____ Exercise materials

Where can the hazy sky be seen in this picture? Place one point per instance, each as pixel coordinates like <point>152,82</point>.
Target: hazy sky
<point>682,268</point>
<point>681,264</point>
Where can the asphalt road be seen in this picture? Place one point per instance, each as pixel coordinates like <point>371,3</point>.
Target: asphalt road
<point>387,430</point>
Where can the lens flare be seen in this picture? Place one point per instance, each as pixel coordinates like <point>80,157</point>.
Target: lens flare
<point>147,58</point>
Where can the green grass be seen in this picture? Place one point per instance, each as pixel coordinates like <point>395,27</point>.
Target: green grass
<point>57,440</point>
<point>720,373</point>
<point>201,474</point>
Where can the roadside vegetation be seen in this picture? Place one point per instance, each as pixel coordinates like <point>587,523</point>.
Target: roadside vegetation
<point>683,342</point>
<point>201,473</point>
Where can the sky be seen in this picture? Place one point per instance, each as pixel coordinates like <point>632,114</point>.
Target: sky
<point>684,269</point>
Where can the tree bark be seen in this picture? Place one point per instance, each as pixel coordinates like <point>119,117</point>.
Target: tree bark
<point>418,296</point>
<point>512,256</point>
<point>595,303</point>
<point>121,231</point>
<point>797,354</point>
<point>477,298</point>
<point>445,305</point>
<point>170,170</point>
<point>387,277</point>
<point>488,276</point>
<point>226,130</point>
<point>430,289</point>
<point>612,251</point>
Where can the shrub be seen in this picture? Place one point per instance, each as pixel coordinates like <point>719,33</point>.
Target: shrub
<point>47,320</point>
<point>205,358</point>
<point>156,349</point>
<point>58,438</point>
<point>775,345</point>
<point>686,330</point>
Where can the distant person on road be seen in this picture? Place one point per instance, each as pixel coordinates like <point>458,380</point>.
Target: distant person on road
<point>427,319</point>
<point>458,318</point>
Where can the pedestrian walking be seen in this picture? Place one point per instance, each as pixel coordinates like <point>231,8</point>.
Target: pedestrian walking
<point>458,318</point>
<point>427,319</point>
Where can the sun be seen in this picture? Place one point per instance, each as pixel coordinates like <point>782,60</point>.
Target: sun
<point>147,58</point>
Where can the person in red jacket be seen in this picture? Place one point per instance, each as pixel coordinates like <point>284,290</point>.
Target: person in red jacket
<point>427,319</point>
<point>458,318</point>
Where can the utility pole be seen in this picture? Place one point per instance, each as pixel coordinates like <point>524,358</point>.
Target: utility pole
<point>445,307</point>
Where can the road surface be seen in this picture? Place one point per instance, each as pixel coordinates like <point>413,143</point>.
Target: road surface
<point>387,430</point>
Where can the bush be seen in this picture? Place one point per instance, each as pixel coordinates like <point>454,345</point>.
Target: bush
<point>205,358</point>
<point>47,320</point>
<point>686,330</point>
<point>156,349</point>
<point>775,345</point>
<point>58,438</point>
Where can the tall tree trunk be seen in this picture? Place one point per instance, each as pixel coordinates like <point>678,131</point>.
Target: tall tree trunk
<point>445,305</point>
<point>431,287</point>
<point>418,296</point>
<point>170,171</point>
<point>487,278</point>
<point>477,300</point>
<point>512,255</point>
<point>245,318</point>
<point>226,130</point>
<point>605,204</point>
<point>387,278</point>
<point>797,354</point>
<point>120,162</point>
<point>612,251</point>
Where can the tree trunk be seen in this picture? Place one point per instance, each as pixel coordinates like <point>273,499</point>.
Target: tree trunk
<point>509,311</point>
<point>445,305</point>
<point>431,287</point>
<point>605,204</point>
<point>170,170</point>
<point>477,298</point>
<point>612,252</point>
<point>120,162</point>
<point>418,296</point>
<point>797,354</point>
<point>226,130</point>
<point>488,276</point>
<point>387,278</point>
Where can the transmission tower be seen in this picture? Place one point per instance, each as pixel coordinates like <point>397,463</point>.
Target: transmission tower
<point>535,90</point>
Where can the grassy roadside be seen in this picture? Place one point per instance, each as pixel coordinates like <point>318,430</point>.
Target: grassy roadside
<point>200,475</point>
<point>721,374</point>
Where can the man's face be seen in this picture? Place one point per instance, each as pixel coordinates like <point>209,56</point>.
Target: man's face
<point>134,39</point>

________
____ Exercise materials

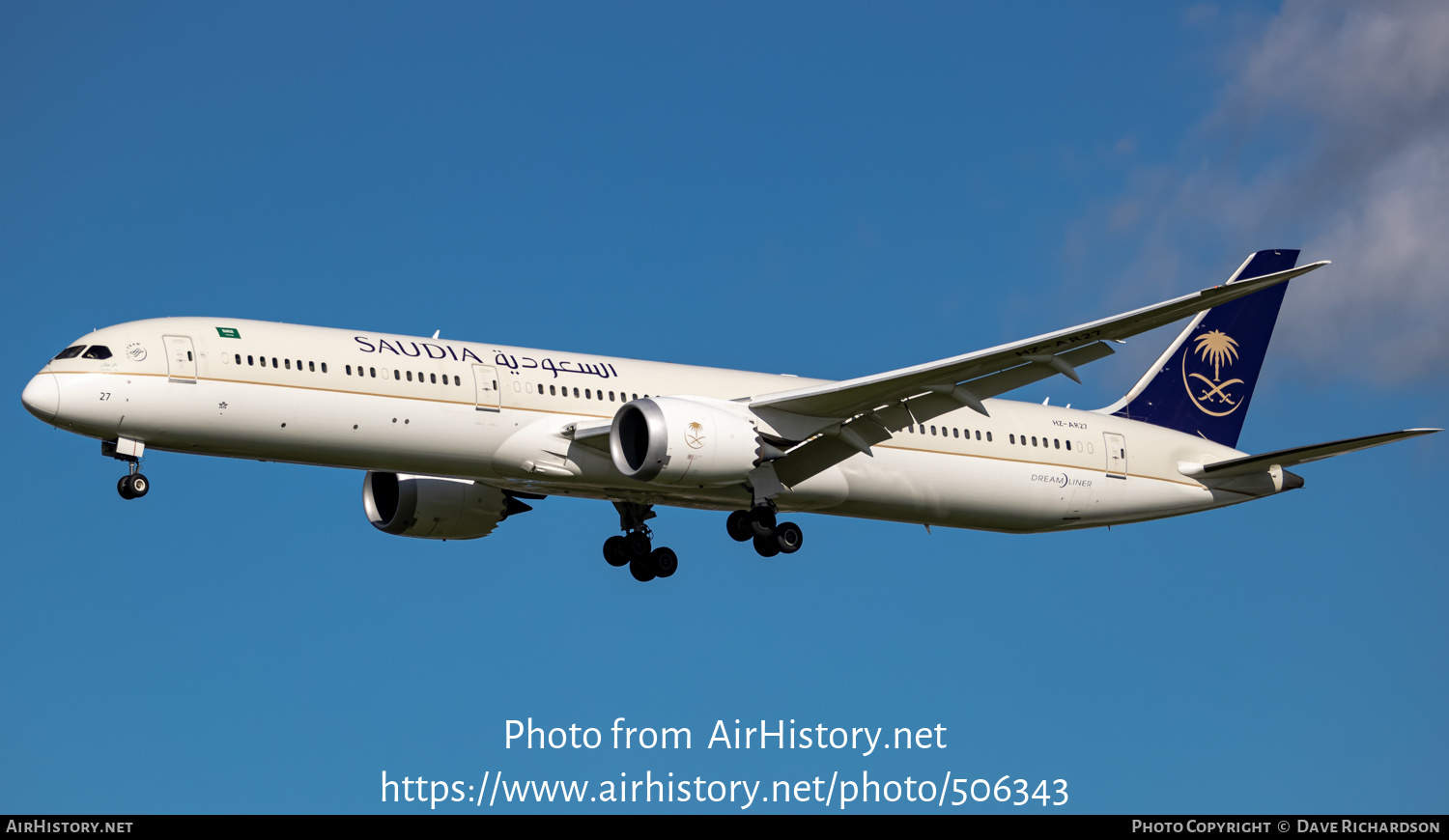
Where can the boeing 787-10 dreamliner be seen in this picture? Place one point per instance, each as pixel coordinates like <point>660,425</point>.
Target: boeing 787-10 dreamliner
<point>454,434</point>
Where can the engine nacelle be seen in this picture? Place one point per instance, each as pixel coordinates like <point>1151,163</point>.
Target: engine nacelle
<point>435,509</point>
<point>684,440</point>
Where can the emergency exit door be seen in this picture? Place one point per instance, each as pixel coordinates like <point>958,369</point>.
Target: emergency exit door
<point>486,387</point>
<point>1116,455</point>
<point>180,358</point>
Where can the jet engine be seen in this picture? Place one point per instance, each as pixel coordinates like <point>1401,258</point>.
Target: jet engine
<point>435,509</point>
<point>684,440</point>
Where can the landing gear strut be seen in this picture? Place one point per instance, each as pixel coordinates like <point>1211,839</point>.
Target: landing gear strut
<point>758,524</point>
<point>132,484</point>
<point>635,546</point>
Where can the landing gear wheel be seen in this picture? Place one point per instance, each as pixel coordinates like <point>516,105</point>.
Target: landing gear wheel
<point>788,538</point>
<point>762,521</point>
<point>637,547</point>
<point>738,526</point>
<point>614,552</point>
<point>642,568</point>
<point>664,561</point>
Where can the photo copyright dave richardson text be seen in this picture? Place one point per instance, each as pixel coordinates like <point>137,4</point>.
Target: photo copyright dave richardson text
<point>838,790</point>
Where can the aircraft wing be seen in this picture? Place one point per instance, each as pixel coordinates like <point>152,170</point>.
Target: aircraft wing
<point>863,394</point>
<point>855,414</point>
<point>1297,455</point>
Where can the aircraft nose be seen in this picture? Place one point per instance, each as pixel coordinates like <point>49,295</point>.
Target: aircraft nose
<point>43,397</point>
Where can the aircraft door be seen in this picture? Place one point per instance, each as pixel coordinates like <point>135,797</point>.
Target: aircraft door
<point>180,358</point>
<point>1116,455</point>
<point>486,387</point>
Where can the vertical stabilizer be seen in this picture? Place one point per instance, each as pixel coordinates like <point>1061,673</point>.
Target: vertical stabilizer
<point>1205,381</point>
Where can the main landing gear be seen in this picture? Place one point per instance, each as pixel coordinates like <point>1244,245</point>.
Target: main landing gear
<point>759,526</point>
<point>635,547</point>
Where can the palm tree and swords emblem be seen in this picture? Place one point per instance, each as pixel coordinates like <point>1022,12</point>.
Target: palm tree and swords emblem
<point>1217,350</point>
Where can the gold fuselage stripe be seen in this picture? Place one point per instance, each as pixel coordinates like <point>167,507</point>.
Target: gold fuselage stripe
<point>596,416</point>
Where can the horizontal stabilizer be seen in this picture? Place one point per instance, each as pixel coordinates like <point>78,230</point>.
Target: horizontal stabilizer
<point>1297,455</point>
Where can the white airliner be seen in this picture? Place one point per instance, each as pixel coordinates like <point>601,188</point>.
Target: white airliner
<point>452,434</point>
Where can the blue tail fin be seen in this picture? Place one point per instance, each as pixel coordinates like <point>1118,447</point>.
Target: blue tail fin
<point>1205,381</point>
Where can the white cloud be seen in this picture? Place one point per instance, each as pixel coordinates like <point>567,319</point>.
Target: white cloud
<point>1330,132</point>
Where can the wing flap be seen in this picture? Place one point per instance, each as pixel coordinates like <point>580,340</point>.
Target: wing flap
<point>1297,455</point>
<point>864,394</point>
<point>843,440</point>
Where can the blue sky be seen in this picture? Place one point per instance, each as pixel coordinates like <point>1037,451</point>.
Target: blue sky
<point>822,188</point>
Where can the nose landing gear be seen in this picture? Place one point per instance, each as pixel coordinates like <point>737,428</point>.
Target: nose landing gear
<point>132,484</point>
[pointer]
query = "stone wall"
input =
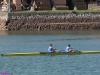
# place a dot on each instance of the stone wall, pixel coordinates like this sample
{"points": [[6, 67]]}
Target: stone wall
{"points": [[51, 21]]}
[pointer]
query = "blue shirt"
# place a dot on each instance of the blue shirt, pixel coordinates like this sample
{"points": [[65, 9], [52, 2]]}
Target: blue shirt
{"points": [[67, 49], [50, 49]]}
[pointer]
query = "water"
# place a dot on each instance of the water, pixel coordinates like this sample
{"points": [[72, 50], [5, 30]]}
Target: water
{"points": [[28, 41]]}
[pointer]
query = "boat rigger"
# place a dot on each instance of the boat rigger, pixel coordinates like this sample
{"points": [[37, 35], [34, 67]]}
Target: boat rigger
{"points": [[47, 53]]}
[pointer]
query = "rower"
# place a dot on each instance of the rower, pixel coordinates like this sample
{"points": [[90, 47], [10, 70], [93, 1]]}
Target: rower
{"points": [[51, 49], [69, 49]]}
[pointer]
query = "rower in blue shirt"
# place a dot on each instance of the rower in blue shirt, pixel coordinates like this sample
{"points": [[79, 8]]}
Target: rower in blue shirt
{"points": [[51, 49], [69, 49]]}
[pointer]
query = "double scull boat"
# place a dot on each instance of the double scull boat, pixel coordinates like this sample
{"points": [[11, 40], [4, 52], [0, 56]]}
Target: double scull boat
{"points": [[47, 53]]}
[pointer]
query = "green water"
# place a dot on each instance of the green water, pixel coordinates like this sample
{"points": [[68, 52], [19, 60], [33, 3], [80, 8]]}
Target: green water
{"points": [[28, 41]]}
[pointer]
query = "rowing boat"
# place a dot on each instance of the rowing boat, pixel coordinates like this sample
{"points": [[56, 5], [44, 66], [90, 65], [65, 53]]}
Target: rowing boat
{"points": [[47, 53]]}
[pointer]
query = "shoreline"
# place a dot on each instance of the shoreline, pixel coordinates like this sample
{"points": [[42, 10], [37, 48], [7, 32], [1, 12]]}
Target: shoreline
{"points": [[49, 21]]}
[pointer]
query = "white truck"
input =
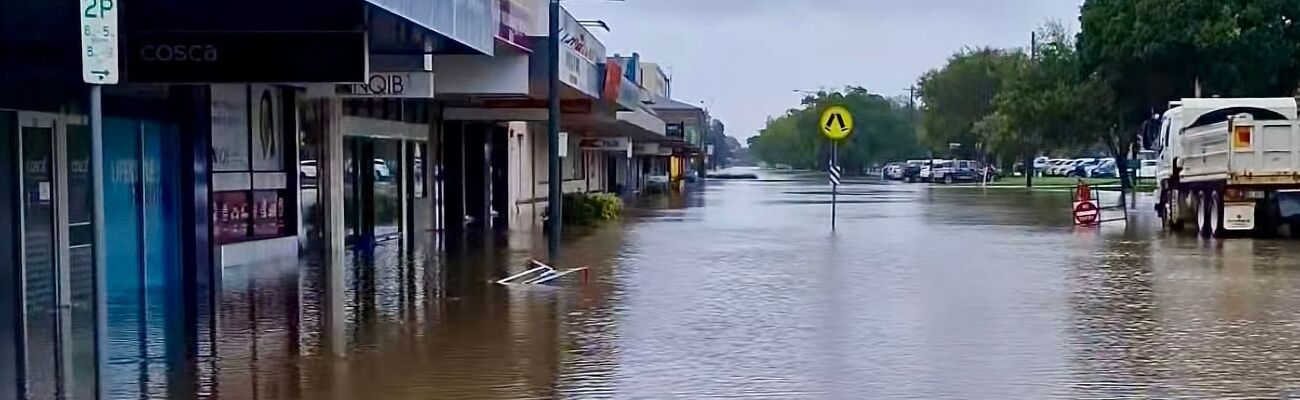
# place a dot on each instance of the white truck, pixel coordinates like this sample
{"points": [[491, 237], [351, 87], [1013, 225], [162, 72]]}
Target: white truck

________

Exercise objective — Examine the listing and say how many of its lines contain the string "sample". Give the number alone.

The answer — 11